=== Data shown ===

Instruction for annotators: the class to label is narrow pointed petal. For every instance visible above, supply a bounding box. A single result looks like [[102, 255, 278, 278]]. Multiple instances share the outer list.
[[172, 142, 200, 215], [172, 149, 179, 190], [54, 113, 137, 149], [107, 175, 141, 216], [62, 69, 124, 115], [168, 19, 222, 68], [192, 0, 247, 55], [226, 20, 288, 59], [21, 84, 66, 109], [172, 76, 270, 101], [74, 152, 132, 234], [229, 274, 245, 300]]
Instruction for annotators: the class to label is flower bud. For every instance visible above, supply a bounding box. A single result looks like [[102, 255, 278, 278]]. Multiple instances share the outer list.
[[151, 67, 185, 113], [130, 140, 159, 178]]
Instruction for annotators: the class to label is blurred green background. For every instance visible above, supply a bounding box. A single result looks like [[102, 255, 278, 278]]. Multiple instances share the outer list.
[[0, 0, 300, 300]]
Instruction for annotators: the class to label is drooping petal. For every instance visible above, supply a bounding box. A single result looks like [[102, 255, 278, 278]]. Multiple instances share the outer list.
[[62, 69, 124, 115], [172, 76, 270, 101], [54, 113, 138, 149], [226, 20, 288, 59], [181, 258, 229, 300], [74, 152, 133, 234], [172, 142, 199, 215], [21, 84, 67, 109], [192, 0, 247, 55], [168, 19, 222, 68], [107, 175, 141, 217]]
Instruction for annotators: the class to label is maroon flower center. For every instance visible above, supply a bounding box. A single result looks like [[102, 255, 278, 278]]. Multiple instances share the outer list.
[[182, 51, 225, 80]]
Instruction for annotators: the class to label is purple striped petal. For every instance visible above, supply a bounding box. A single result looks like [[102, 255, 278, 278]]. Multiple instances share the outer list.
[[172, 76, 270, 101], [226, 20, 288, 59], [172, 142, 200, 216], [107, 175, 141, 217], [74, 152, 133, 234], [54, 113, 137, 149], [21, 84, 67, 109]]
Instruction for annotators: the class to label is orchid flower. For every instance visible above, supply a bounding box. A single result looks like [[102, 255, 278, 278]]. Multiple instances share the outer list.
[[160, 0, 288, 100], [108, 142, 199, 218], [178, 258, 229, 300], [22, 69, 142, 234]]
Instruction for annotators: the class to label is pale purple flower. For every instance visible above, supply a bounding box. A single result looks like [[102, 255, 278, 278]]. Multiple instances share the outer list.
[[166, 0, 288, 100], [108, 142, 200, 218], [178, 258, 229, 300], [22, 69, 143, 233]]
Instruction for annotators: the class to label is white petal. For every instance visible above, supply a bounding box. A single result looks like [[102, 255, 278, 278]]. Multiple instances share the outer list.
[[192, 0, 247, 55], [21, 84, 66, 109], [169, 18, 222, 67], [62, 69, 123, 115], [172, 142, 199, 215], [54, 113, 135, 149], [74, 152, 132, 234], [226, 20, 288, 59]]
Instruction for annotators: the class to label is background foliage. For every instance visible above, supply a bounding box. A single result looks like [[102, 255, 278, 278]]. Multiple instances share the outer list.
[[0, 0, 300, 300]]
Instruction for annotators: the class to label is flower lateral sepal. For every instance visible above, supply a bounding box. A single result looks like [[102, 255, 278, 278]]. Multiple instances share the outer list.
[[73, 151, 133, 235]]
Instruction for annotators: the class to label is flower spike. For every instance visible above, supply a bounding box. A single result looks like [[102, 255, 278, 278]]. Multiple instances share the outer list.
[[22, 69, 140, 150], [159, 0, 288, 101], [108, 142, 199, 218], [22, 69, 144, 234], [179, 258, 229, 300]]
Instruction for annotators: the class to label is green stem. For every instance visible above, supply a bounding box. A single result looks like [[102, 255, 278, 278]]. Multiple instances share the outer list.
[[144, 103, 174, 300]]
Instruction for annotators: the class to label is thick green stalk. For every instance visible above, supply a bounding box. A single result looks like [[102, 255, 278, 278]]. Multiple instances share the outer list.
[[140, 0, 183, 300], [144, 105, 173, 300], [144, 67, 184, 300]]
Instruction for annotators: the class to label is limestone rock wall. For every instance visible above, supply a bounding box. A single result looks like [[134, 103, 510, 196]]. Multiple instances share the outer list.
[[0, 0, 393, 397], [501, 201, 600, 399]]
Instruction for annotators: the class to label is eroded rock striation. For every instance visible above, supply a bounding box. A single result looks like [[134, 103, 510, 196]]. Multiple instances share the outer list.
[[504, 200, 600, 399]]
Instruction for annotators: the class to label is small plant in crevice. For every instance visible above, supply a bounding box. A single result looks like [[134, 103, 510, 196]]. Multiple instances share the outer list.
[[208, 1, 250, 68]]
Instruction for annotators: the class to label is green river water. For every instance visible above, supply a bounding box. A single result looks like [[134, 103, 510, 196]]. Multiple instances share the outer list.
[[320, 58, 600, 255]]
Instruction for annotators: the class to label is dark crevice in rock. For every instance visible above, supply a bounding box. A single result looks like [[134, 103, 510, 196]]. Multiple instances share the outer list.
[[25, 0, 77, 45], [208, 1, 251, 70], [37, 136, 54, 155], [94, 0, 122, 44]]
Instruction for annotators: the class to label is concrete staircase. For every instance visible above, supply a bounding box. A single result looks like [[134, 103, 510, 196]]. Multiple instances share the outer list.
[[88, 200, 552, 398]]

===

▶ Problem requirements
Convert every row above into a JSON list of strings, with one string per line and no blank lines.

▶ Task answer
[
  "Instruction for annotators: the class to label is narrow pointed petal. For every instance visible above, supply a bounding box. A single result looks like [[102, 255, 278, 278]]. Multiple instances share the outer list.",
  "[[172, 142, 200, 215], [172, 149, 179, 190], [54, 113, 137, 149], [107, 175, 141, 216], [62, 69, 124, 115], [168, 19, 222, 68], [192, 0, 247, 55], [226, 20, 288, 59], [21, 84, 66, 109], [172, 76, 270, 101], [74, 152, 132, 234], [229, 274, 245, 300]]",
  "Instruction for annotators: the class to label is flower bud. For every instance visible above, supply a bounding box. A single result looks like [[102, 255, 278, 278]]. Multiple instances share the outer list.",
  "[[151, 67, 185, 113], [130, 140, 159, 178]]",
  "Instruction for annotators: the class to label is blurred green background. For every instance visible above, supply a bounding box. A single result looks like [[102, 255, 278, 278]]. Multiple instances share the outer list.",
  "[[0, 0, 300, 300]]",
  "Instruction for annotators: the class to label is drooping petal. For every instance visible above, supply a bounding box. A single result looks like [[102, 255, 278, 278]]. Multiple instances share the outer list.",
  "[[62, 69, 124, 115], [172, 76, 270, 101], [54, 113, 138, 149], [226, 20, 288, 59], [181, 258, 229, 300], [74, 152, 133, 234], [172, 142, 199, 215], [21, 84, 67, 109], [192, 0, 247, 55], [168, 19, 222, 68], [107, 175, 141, 217]]",
  "Instruction for annotators: the class to label is maroon flower center. For every instance visible above, supply a bounding box. A single result looks like [[102, 255, 278, 278]]. Multiple instances share the outer list.",
  "[[182, 51, 225, 80]]",
  "Instruction for annotators: the class to label is purple striped petal. For every instance visible above, supply a bounding box. A single result looks like [[102, 255, 278, 278]]. Multiple instances share the outer list.",
  "[[172, 76, 270, 101], [226, 20, 288, 59], [172, 142, 200, 216], [107, 175, 141, 217], [74, 152, 133, 234], [54, 113, 137, 149], [21, 84, 67, 109]]",
  "Instruction for annotators: the class to label is orchid flower. For every instance visible above, supply a bounding box. A single result looks like [[102, 255, 278, 278]]. Multiple instances share the outer list.",
  "[[160, 0, 288, 100], [108, 142, 199, 218], [178, 258, 229, 300], [22, 69, 142, 234]]",
  "Instruction for annotators: the class to label is pale purple flower. For every instance visible above, supply a bounding box. A single result looks like [[102, 255, 278, 278]]. Multiple instances share the outer list.",
  "[[166, 0, 288, 100], [108, 142, 200, 218], [178, 258, 229, 300], [22, 69, 143, 233]]",
  "Instruction for annotators: the class to label is white petal. For every instance visible above, supply a bounding box. A single result looks like [[102, 255, 278, 278]]. Multiple instances share the outer list.",
  "[[192, 0, 247, 55], [21, 84, 66, 109], [169, 18, 222, 67], [62, 69, 123, 115], [172, 142, 199, 215], [54, 113, 135, 149], [74, 152, 132, 234], [226, 20, 288, 59]]",
  "Instruction for annotators: the class to label is background foliage. For every instance visible above, supply a bounding box. A single result looks like [[102, 255, 278, 278]]. Multiple instances share the outer list.",
  "[[0, 0, 300, 300]]",
  "Instruction for annotators: the class to label is flower lateral sepal. For every instance visible above, supply a bounding box. A single result looks like [[102, 255, 278, 278]]. Multiple instances share the outer list.",
  "[[73, 151, 133, 235]]",
  "Instruction for annotators: the class to label is flower spike. For every instance visible above, supply a bounding box. A single result looks like [[102, 255, 278, 278]]. Multiple instances share the outer list.",
  "[[22, 69, 140, 150], [159, 0, 288, 101], [108, 142, 199, 218], [22, 69, 144, 234], [179, 258, 229, 300]]",
  "Instruction for annotators: the class to label is green stem. For every instance visible above, supply a bounding box. A single result looks like [[102, 255, 278, 278]]. Multiple instances share the outer list.",
  "[[144, 103, 174, 300]]",
  "Instruction for annotators: the class to label is thick green stalk. For every instance visible above, supply a bounding box. A single result looks like [[102, 255, 278, 278]]. Multiple instances share the outer list.",
  "[[140, 0, 183, 300], [144, 105, 173, 300], [144, 67, 184, 300]]",
  "Instruction for annotators: the class to label is limestone rock wall. For every instance visible above, supply a bounding box. A single result looks like [[134, 103, 510, 196]]. Multiple instances share the outer list.",
  "[[0, 0, 393, 397], [501, 201, 600, 399]]",
  "Instruction for annotators: the class to label is eroded rock striation. For every instance visible above, supply a bounding box. A single result looks like [[134, 103, 510, 196]]. Multiple instances share the outer list.",
  "[[504, 200, 600, 399]]",
  "Instruction for annotators: the class to label is small plant in crevice. For every instance visible above, supply a bounding box. A single result looks like [[134, 103, 510, 196]]. Multiple instances share the outer list.",
  "[[208, 1, 250, 68]]",
  "Instruction for annotators: the class to label is green river water. For every instance visible above, supply a bounding box. A single result looks like [[134, 103, 510, 196]]. Multiple instances share the outer list.",
  "[[320, 58, 600, 255]]",
  "Instruction for annotators: the class to label is dark crevice in rock. For every instance visible above, supply a bounding box. A single result looks like [[134, 103, 510, 196]]. Multiple instances share the outer list.",
  "[[25, 0, 77, 45], [208, 1, 251, 70], [37, 136, 54, 155], [94, 0, 122, 44]]",
  "Instruction for annotators: the class to label is concrete staircase. For every instance visible above, supply a bounding box. A single result looks like [[134, 103, 510, 196]]. Multiple instances share the outer list.",
  "[[88, 200, 552, 398]]"
]